▽
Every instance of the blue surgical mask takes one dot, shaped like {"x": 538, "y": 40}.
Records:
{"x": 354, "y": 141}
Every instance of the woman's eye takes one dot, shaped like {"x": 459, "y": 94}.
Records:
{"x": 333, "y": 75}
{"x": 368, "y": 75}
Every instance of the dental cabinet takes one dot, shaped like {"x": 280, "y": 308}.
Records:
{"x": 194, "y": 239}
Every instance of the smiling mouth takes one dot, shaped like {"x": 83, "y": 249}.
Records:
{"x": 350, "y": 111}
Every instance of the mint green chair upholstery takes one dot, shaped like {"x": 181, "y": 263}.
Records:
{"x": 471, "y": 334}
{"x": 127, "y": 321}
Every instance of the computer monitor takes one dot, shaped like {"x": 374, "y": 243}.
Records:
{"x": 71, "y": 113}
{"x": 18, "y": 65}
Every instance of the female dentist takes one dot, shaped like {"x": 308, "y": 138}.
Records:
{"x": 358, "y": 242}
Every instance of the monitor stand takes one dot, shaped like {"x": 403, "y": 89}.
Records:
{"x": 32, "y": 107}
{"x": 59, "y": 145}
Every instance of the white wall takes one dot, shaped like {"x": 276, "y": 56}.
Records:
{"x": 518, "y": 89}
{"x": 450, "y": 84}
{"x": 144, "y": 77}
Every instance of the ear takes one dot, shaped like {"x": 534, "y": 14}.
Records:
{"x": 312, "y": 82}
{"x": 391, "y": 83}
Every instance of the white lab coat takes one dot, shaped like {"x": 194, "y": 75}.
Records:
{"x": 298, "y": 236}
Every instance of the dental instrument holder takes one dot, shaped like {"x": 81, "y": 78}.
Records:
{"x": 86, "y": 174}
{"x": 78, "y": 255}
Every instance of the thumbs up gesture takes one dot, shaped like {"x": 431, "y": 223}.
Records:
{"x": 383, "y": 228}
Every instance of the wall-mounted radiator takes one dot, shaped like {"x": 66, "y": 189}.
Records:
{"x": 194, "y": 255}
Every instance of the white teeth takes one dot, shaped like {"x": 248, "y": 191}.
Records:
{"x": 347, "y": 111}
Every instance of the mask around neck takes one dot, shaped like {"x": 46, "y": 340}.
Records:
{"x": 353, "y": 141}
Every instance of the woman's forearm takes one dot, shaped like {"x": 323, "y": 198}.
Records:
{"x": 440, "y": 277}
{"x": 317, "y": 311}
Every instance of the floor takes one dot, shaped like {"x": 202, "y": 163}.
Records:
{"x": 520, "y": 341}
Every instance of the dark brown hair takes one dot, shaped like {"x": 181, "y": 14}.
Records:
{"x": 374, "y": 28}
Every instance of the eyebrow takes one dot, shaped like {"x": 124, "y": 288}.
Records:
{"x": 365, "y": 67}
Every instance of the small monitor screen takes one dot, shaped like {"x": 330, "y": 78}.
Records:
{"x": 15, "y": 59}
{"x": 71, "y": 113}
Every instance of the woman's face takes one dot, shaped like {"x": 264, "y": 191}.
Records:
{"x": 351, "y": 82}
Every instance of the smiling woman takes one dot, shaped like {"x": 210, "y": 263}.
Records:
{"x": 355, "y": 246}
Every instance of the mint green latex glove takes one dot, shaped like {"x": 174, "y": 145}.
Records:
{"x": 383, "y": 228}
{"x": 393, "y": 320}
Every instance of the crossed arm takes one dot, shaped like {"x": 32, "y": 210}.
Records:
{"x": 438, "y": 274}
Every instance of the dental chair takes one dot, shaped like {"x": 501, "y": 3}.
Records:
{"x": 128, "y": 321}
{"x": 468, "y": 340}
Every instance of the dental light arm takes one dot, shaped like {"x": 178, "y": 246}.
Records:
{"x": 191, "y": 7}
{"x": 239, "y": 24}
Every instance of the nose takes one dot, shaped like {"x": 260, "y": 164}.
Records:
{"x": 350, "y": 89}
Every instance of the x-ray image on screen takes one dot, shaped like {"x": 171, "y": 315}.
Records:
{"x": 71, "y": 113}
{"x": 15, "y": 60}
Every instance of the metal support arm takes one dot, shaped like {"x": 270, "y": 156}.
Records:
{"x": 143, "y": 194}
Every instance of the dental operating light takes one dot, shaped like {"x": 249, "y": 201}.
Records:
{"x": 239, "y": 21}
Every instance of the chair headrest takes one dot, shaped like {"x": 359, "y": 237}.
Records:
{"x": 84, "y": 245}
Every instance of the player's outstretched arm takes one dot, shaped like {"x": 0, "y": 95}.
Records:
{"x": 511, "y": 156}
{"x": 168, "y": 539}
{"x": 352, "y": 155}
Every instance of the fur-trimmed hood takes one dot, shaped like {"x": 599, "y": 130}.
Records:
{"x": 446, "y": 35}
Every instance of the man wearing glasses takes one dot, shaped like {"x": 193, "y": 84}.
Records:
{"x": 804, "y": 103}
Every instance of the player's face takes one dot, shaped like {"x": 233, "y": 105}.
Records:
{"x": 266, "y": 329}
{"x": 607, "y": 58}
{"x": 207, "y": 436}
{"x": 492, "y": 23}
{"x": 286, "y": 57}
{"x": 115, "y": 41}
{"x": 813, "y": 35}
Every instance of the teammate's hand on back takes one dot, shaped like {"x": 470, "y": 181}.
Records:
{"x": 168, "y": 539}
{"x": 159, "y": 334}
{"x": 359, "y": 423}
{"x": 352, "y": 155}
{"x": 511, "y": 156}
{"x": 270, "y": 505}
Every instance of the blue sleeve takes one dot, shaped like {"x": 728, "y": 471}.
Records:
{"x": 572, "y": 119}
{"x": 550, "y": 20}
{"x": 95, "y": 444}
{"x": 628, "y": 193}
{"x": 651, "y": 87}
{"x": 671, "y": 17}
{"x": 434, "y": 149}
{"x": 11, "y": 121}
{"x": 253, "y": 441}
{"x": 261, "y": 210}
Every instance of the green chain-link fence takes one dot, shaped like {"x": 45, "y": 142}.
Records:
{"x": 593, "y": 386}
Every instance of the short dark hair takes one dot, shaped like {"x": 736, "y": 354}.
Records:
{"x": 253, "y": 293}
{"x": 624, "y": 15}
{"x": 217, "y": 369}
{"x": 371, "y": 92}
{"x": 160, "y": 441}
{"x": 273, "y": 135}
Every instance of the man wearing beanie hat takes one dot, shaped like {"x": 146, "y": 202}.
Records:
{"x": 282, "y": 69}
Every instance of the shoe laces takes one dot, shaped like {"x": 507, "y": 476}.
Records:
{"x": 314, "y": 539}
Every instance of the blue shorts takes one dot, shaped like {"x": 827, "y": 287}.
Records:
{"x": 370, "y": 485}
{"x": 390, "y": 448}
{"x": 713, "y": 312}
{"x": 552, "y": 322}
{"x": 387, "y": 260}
△
Everything in the data should be copied exactly. Leave nothing out.

Every instance of the blue surgical mask takes one dot, shaped like {"x": 538, "y": 40}.
Records:
{"x": 354, "y": 141}
Every instance of the woman's eye takes one dot, shaped like {"x": 459, "y": 94}.
Records:
{"x": 333, "y": 75}
{"x": 368, "y": 75}
Every instance of the dental cabinet takes one dot, shaped like {"x": 280, "y": 308}.
Records:
{"x": 194, "y": 239}
Every instance of the smiling mouth takes one dot, shaped like {"x": 83, "y": 249}.
Records:
{"x": 350, "y": 111}
Every instance of the mint green chair upholstery takes one dot, shaped like {"x": 181, "y": 263}.
Records:
{"x": 471, "y": 334}
{"x": 127, "y": 321}
Every instance of the computer monitor takes one dot, shaped like {"x": 374, "y": 243}.
Records:
{"x": 71, "y": 113}
{"x": 18, "y": 65}
Every instance of the female dentist takes one dot, shaped like {"x": 308, "y": 138}.
Records:
{"x": 358, "y": 242}
Every instance of the monitor stand takes one dot, shaped like {"x": 403, "y": 89}.
Records:
{"x": 32, "y": 107}
{"x": 59, "y": 145}
Every instance of the white wall takes one dot, shaped like {"x": 276, "y": 56}.
Records:
{"x": 518, "y": 89}
{"x": 450, "y": 84}
{"x": 144, "y": 77}
Every instance of the ear takes one dot, shaped like {"x": 534, "y": 14}.
Records:
{"x": 312, "y": 82}
{"x": 391, "y": 83}
Every instance of the white lab coat takes one dot, shaped like {"x": 194, "y": 75}.
Records:
{"x": 298, "y": 236}
Every instance of the dental instrument holder takes one dot, shaped like {"x": 81, "y": 78}.
Records:
{"x": 86, "y": 174}
{"x": 78, "y": 255}
Every instance of the thumbs up gesture takes one dot, shaped like {"x": 431, "y": 223}.
Records:
{"x": 383, "y": 228}
Every instance of the wall-mounted radiator takes one dot, shaped like {"x": 66, "y": 189}.
Records:
{"x": 194, "y": 255}
Every instance of the white teeth takes one dot, shaped like {"x": 248, "y": 191}.
Records:
{"x": 347, "y": 111}
Every instance of the mask around neck takes one dot, shaped like {"x": 46, "y": 340}.
Records:
{"x": 353, "y": 141}
Every instance of the woman's forearm takes one dot, shaped like {"x": 323, "y": 198}.
Records:
{"x": 440, "y": 277}
{"x": 317, "y": 311}
Every instance of the floor takes one dot, shaped like {"x": 202, "y": 163}.
Records:
{"x": 520, "y": 341}
Every instance of the dark brown hair takes one dot, shaped like {"x": 181, "y": 14}.
Records:
{"x": 374, "y": 28}
Every instance of the eyebrow takes one dot, shaped like {"x": 124, "y": 288}.
Records:
{"x": 365, "y": 67}
Every instance of the small monitor screen takes one dot, shaped like {"x": 330, "y": 78}.
Records:
{"x": 15, "y": 59}
{"x": 71, "y": 113}
Every instance of the woman's face takes one dot, shaped like {"x": 264, "y": 191}.
Records:
{"x": 351, "y": 82}
Every instance of the smiling woman takes one dot, shaped like {"x": 210, "y": 263}.
Records:
{"x": 355, "y": 246}
Every instance of the mint green latex glove takes one dot, shaped like {"x": 174, "y": 145}.
Records:
{"x": 383, "y": 228}
{"x": 393, "y": 320}
Every instance of the crossed arm takes one dot, shaped like {"x": 32, "y": 210}.
Records:
{"x": 438, "y": 274}
Every instance of the dental chair takes one dot, shaped like {"x": 501, "y": 3}.
Records:
{"x": 128, "y": 321}
{"x": 468, "y": 340}
Every instance of the dental light arm takes one dot, shaped like {"x": 178, "y": 246}.
Records:
{"x": 191, "y": 7}
{"x": 239, "y": 24}
Every instance of the nose takes one dot, shaped like {"x": 260, "y": 164}.
Records:
{"x": 350, "y": 89}
Every instance of the x-ray image on screen takes one dot, shaped like {"x": 171, "y": 315}.
Records:
{"x": 71, "y": 113}
{"x": 15, "y": 60}
Every instance of the metal support arm takes one dot, shaped like {"x": 270, "y": 156}.
Records:
{"x": 143, "y": 194}
Every instance of the dental operating light takes one dot, shaped like {"x": 249, "y": 201}.
Records:
{"x": 239, "y": 21}
Every instance of the chair headrest takes one dot, shaped like {"x": 359, "y": 237}.
Records:
{"x": 84, "y": 245}
Every instance of the player's outstretched arm takes one dot, shaped like {"x": 0, "y": 95}.
Records:
{"x": 511, "y": 156}
{"x": 168, "y": 539}
{"x": 352, "y": 155}
Every instance of the fur-trimmed hood takes one dot, shaped like {"x": 599, "y": 130}.
Records:
{"x": 446, "y": 35}
Every instance of the man wearing glasses takes one dot, shaped like {"x": 193, "y": 84}.
Records:
{"x": 804, "y": 103}
Every instance of the player's face takes one dot, shaped like {"x": 233, "y": 105}.
Records:
{"x": 266, "y": 329}
{"x": 607, "y": 58}
{"x": 207, "y": 436}
{"x": 492, "y": 23}
{"x": 286, "y": 57}
{"x": 115, "y": 41}
{"x": 813, "y": 35}
Every instance of the teammate's hand on back takes one dot, shaped like {"x": 470, "y": 181}.
Records:
{"x": 168, "y": 539}
{"x": 159, "y": 334}
{"x": 359, "y": 423}
{"x": 352, "y": 155}
{"x": 511, "y": 156}
{"x": 270, "y": 505}
Every instance of the blue sleeve takes one dot, shaped like {"x": 728, "y": 471}.
Records:
{"x": 572, "y": 119}
{"x": 550, "y": 20}
{"x": 95, "y": 444}
{"x": 628, "y": 193}
{"x": 651, "y": 87}
{"x": 671, "y": 17}
{"x": 434, "y": 149}
{"x": 11, "y": 121}
{"x": 253, "y": 441}
{"x": 261, "y": 210}
Every instance of the green chain-link fence takes one dot, shaped like {"x": 45, "y": 142}.
Records:
{"x": 593, "y": 386}
Every instance of the short dark hair takes one dot, shaped like {"x": 736, "y": 354}.
Records:
{"x": 253, "y": 293}
{"x": 624, "y": 15}
{"x": 217, "y": 369}
{"x": 371, "y": 92}
{"x": 160, "y": 441}
{"x": 273, "y": 135}
Every instance of the man wearing beanie hat takes one dot, shaped like {"x": 146, "y": 202}.
Records:
{"x": 282, "y": 69}
Every instance of the shoe laces takes one dot, shaped like {"x": 507, "y": 476}.
Records:
{"x": 314, "y": 539}
Every instance of the blue shorts takes one dot, shaped like {"x": 827, "y": 287}.
Records:
{"x": 370, "y": 485}
{"x": 390, "y": 448}
{"x": 713, "y": 312}
{"x": 552, "y": 322}
{"x": 387, "y": 260}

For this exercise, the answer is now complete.